• [Source text]
####################
As the workforce begins to shift, Ravi argued that the same paradigm shift will dramatically modify the education system. Forcing individuals to adhere to a lifelong learning system, where workers are expected to move quickly and efficiently, while continually developing new skills.
“Everyone is expected to be a lifelong learner. If you want to be successful in the future, you have to learn to learn, learn to unlearn and learn to relearn,” Kumar said.
Within the same idea, the final piece of Kumar’s model is a democratized workforce. As quickly as technology created a divide amongst workers and their skills, in the future, that same gap will lessen those opportunities, with those same jobs becoming more democratic and less STEM-focused.
So what role do employers play in reskilling and how are employees expected to reciprocate? Kumar says reskilling gradually is becoming a bigger part of the agenda for large scale enterprises with a focus on the future.
“If you want to digitize yourself into a future which is secure, you have to repurpose your human capital,” Kumar said. “Employees and employers have to come together for the purpose of reskilling and it will be a major constraint on whether or not a company can digitize itself.”
As the workforce shifts towards reskilling, Kumar says the hiring market will similarly see a market correction, as the potential for the learnability grows. Kumar states instead of focusing on hiring from the existing marketplace with limited skill sets, enterprises need to build sustainable talent pools, something Infosys is already experimenting with.
####################
• [Problems to solve]
1. According to the reskilling passage, what is the final piece of Kumar's model?
2. Rewrite everything in the reskilling passage from "Within the same" down to "and less STEM-focused.", changing "workers" to "employees".
3. Using the reskilling passage, decide whether each statement agrees with it, and quote the words that settle it: (a) Kumar says everyone is expected to be a lifelong learner. (b) Future jobs are expected to become more STEM-focused. (c) Infosys is already experimenting with building sustainable talent pools.

(Excerpts of pointing data)
####################
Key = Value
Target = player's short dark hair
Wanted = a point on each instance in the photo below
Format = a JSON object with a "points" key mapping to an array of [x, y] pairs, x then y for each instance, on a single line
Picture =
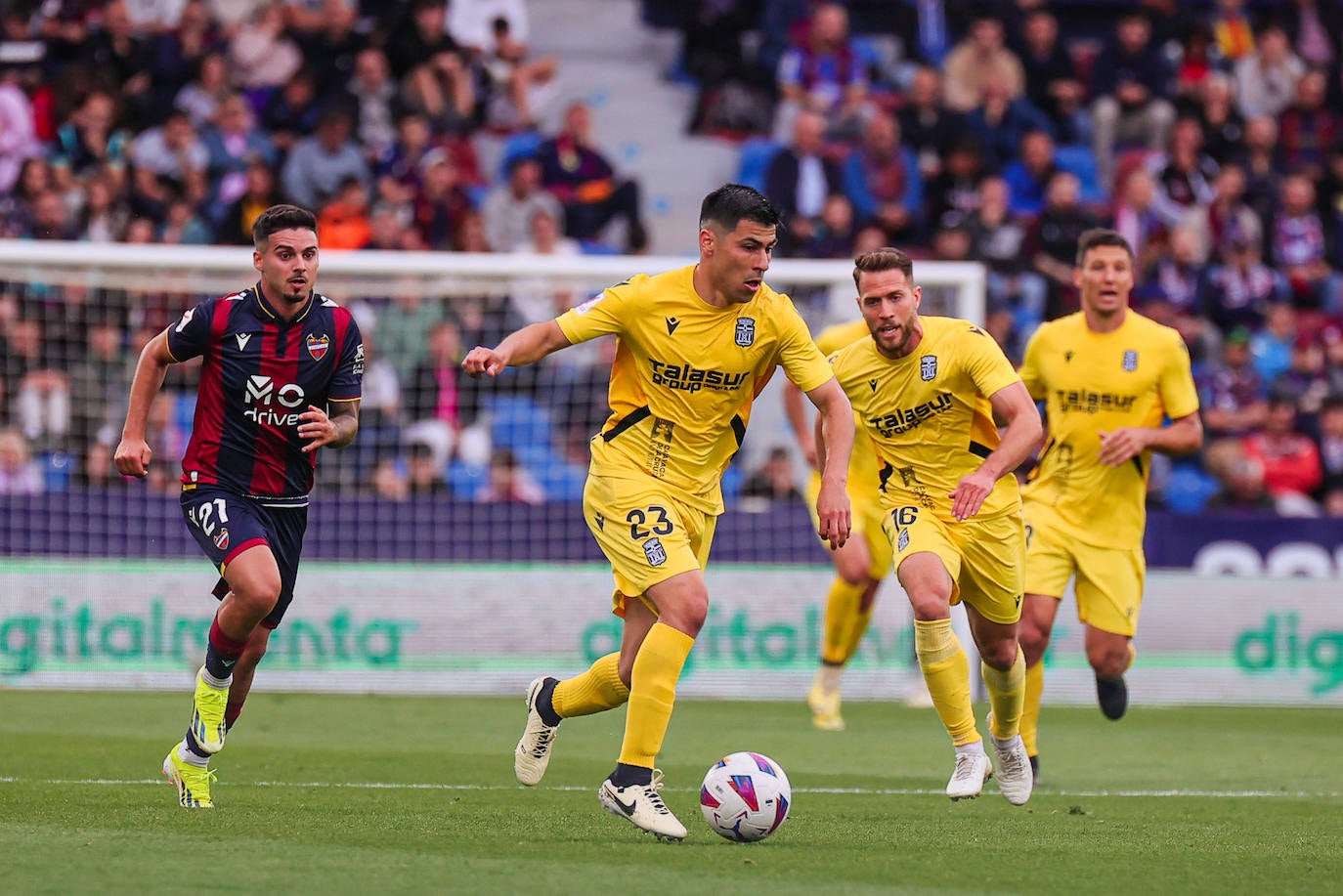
{"points": [[1098, 236], [279, 218], [879, 260], [729, 203]]}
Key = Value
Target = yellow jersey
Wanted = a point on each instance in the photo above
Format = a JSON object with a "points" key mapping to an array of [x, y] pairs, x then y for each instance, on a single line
{"points": [[929, 412], [1095, 383], [862, 462], [685, 375]]}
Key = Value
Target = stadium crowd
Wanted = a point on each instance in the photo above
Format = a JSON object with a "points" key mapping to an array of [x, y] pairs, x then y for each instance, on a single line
{"points": [[1206, 133]]}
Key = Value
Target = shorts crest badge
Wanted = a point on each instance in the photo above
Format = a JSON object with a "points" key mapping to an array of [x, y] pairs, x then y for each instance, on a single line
{"points": [[656, 552], [746, 332], [317, 346]]}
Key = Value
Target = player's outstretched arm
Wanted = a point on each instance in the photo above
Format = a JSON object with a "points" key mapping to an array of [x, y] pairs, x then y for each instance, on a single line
{"points": [[1012, 404], [1184, 436], [525, 347], [797, 415], [133, 452], [834, 445]]}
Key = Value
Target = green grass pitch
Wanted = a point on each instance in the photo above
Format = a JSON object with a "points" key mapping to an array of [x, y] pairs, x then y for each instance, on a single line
{"points": [[416, 795]]}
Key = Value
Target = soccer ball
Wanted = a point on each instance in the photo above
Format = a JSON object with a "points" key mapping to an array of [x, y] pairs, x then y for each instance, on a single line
{"points": [[746, 796]]}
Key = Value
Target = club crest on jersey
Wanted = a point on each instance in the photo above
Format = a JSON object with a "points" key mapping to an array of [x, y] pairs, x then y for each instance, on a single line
{"points": [[746, 332], [317, 346]]}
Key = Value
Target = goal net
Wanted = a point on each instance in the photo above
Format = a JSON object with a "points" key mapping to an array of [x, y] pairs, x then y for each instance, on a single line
{"points": [[446, 548]]}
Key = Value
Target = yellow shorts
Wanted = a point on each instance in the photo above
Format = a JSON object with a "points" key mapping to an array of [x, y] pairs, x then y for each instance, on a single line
{"points": [[646, 533], [1109, 580], [866, 513], [984, 558]]}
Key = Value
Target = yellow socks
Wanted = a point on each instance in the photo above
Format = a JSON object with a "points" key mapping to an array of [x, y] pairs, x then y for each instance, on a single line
{"points": [[947, 672], [653, 692], [1030, 712], [841, 620], [596, 689], [1006, 695]]}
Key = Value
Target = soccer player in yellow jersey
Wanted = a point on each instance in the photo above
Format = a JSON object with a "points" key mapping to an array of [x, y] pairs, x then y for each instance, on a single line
{"points": [[1108, 378], [926, 390], [861, 563], [696, 346]]}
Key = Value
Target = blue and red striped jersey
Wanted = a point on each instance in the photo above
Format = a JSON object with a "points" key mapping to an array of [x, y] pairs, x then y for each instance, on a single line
{"points": [[259, 373]]}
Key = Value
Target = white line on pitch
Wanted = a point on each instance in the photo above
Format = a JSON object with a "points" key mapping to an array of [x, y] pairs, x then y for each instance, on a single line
{"points": [[857, 791]]}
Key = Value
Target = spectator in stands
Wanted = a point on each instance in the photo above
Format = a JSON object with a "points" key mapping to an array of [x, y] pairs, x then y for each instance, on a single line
{"points": [[927, 125], [998, 239], [200, 97], [1224, 126], [18, 129], [1002, 122], [1029, 171], [1053, 240], [233, 143], [801, 178], [508, 481], [1227, 217], [1299, 249], [1274, 343], [775, 481], [259, 193], [1239, 480], [293, 111], [509, 208], [982, 61], [1308, 129], [438, 390], [1137, 219], [587, 185], [344, 221], [1132, 86], [263, 58], [1259, 160], [1315, 31], [92, 137], [883, 182], [319, 164], [19, 472], [373, 96], [955, 190], [1232, 394], [1289, 459], [441, 203], [1265, 79], [1184, 174], [823, 74], [1238, 289], [1306, 382], [1052, 83]]}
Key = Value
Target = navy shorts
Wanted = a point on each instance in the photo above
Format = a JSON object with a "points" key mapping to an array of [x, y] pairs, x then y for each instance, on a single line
{"points": [[225, 524]]}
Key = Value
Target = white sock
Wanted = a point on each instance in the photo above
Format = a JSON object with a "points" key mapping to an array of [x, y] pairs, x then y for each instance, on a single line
{"points": [[190, 758]]}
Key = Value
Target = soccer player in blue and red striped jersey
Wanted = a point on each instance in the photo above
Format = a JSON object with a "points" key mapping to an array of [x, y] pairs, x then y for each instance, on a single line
{"points": [[281, 378]]}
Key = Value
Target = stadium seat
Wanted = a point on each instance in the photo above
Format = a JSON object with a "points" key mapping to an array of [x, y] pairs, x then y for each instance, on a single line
{"points": [[519, 423], [755, 158], [1079, 160], [519, 146], [1189, 490]]}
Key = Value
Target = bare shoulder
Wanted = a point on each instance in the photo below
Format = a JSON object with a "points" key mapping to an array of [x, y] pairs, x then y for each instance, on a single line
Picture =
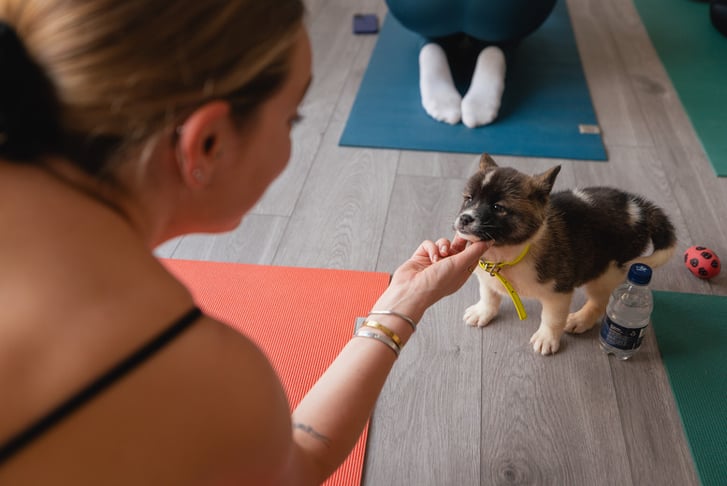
{"points": [[207, 408]]}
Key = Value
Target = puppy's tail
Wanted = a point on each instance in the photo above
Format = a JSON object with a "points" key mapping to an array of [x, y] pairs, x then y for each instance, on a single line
{"points": [[661, 230]]}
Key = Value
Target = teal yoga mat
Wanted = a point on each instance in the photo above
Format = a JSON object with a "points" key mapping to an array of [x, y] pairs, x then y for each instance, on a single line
{"points": [[691, 331], [546, 100], [694, 54]]}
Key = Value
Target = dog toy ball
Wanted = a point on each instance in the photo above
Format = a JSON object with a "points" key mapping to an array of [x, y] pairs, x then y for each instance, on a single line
{"points": [[702, 262]]}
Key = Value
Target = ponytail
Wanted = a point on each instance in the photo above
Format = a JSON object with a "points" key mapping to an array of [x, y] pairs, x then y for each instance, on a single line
{"points": [[29, 110]]}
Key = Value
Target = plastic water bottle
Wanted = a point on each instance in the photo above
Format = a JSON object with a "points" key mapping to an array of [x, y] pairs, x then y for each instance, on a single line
{"points": [[628, 314]]}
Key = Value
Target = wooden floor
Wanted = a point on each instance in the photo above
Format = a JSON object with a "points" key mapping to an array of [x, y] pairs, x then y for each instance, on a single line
{"points": [[466, 406]]}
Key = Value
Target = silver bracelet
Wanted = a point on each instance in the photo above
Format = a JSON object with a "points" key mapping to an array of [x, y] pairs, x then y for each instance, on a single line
{"points": [[381, 338], [408, 319]]}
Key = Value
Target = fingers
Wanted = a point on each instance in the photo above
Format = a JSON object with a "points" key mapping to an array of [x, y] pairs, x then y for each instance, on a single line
{"points": [[435, 251], [459, 244], [470, 256]]}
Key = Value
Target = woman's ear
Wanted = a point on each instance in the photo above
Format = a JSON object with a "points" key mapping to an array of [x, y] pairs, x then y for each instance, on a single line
{"points": [[200, 140]]}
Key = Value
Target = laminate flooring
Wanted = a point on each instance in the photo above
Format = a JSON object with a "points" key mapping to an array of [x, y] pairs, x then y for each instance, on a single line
{"points": [[468, 406]]}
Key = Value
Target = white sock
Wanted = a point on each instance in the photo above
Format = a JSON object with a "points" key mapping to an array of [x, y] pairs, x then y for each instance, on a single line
{"points": [[440, 98], [482, 101]]}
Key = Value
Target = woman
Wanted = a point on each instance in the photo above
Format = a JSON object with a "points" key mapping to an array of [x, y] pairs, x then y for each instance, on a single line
{"points": [[122, 125]]}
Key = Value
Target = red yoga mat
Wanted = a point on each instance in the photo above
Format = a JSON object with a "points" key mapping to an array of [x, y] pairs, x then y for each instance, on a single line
{"points": [[300, 317]]}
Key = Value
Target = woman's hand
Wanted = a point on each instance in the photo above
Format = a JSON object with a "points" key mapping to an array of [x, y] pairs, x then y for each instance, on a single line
{"points": [[435, 270]]}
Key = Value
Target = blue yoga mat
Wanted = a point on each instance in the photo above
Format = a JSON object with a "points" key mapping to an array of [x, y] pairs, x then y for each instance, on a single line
{"points": [[545, 103]]}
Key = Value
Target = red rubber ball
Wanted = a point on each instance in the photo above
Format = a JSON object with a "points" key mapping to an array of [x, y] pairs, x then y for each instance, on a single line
{"points": [[702, 262]]}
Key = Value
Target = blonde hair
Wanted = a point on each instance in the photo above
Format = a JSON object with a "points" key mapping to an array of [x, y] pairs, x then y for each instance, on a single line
{"points": [[124, 69]]}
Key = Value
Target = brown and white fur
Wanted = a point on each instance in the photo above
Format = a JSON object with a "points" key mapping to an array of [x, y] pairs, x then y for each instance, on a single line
{"points": [[582, 237]]}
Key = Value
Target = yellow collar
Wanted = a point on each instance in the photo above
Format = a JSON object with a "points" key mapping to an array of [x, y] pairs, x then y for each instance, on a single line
{"points": [[493, 268]]}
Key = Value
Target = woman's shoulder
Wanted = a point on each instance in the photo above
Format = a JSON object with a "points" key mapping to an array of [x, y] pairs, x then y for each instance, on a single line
{"points": [[81, 295]]}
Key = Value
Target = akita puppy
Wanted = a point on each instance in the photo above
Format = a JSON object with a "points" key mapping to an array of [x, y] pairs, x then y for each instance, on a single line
{"points": [[545, 245]]}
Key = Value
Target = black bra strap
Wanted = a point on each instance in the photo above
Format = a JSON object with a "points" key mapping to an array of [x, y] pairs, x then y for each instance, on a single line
{"points": [[20, 440]]}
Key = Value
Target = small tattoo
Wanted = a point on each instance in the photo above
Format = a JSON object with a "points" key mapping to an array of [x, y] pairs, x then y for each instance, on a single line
{"points": [[312, 432]]}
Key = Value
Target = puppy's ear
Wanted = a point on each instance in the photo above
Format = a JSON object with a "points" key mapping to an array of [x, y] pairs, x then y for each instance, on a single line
{"points": [[486, 161], [546, 180]]}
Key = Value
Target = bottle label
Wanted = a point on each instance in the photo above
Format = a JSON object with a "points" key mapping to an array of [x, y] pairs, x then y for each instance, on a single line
{"points": [[626, 338]]}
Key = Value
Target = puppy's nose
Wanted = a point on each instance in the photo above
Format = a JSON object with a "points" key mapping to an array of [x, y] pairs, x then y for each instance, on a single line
{"points": [[465, 219]]}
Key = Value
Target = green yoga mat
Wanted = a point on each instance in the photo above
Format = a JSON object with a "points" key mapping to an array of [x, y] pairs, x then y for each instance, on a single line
{"points": [[694, 54], [546, 100], [691, 331]]}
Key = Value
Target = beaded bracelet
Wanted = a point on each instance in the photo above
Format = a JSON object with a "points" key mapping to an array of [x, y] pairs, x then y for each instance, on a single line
{"points": [[381, 338], [408, 319], [377, 325]]}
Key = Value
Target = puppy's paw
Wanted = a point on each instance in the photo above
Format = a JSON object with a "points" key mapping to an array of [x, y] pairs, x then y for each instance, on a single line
{"points": [[479, 314], [580, 322], [545, 341]]}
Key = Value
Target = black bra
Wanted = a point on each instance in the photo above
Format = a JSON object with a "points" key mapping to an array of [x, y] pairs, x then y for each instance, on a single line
{"points": [[22, 439]]}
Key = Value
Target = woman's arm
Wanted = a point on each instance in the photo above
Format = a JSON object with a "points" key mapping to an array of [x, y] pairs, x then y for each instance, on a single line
{"points": [[330, 418]]}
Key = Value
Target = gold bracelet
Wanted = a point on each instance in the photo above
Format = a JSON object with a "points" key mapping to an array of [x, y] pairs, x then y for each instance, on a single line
{"points": [[382, 338], [408, 319], [377, 325]]}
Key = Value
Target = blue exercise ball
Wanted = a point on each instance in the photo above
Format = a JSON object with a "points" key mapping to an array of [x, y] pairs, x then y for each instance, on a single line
{"points": [[492, 21]]}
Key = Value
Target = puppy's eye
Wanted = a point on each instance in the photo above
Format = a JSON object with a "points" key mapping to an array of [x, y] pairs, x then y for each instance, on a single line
{"points": [[499, 209]]}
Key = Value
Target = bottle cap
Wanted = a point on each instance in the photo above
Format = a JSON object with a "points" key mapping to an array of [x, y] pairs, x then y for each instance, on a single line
{"points": [[640, 274]]}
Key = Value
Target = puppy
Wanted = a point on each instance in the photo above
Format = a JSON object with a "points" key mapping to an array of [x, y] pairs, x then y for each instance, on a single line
{"points": [[545, 245]]}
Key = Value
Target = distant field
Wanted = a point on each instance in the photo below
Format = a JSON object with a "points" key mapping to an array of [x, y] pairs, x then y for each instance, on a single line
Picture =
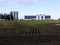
{"points": [[29, 27]]}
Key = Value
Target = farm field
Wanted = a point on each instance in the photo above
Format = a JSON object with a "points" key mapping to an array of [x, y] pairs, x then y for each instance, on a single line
{"points": [[29, 27], [30, 32]]}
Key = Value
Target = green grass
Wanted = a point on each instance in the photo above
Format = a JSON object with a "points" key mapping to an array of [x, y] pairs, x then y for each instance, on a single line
{"points": [[29, 27]]}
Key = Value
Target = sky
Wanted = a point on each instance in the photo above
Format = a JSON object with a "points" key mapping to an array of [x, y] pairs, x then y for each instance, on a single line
{"points": [[31, 7]]}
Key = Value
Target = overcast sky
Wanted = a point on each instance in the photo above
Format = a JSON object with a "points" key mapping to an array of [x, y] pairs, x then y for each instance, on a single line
{"points": [[31, 7]]}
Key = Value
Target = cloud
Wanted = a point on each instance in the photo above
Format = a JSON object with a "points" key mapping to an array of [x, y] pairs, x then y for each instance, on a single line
{"points": [[19, 1]]}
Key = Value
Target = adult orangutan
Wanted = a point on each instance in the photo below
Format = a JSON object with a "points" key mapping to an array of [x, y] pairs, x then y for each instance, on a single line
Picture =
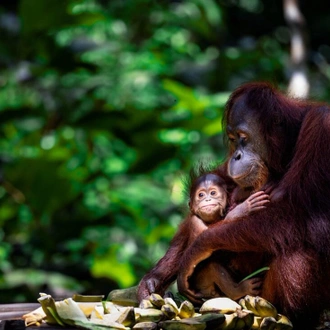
{"points": [[282, 144]]}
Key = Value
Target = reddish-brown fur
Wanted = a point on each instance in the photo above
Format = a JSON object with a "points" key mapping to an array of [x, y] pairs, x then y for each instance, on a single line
{"points": [[295, 228], [167, 268]]}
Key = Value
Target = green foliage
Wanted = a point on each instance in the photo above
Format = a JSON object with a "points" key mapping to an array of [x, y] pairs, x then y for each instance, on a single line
{"points": [[104, 106]]}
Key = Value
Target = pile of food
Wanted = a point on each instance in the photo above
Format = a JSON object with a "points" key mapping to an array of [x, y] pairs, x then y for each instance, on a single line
{"points": [[121, 311]]}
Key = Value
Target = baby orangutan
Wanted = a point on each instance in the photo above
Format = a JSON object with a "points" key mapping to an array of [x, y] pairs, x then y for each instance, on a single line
{"points": [[208, 204]]}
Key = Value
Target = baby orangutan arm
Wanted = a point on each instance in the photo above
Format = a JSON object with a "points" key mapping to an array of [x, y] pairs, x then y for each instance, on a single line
{"points": [[255, 202]]}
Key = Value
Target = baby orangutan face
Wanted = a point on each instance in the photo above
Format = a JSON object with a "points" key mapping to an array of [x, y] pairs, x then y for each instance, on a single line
{"points": [[210, 199]]}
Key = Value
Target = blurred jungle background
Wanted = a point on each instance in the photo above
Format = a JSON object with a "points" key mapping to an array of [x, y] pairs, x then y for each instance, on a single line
{"points": [[106, 104]]}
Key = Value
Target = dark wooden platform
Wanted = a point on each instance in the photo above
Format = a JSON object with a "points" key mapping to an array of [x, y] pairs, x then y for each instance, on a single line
{"points": [[11, 317]]}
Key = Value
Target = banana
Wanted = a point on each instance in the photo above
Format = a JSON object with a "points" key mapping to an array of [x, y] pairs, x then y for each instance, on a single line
{"points": [[230, 322], [185, 324], [242, 303], [250, 304], [169, 311], [145, 326], [268, 323], [264, 308], [245, 319], [124, 297], [156, 300], [127, 318], [221, 305], [171, 302], [186, 309], [148, 315], [146, 303], [283, 323], [256, 322]]}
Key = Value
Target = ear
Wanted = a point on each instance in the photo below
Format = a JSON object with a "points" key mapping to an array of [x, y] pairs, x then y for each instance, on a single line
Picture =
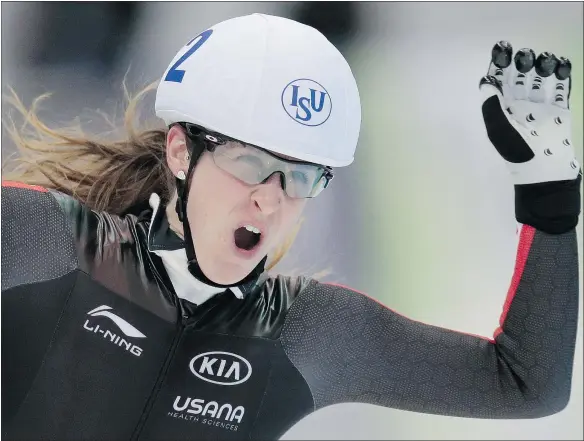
####################
• [Solved problems]
1. A democratized workforce.

2.
Within the same idea, the final piece of Kumar’s model is a democratized workforce. As quickly as technology created a divide amongst employees and their skills, in the future, that same gap will lessen those opportunities, with those same jobs becoming more democratic and less STEM-focused.

3.
(a) Yes: "Everyone is expected to be a lifelong learner."
(b) No: "with those same jobs becoming more democratic and less STEM-focused."
(c) Yes: "enterprises need to build sustainable talent pools, something Infosys is already experimenting with."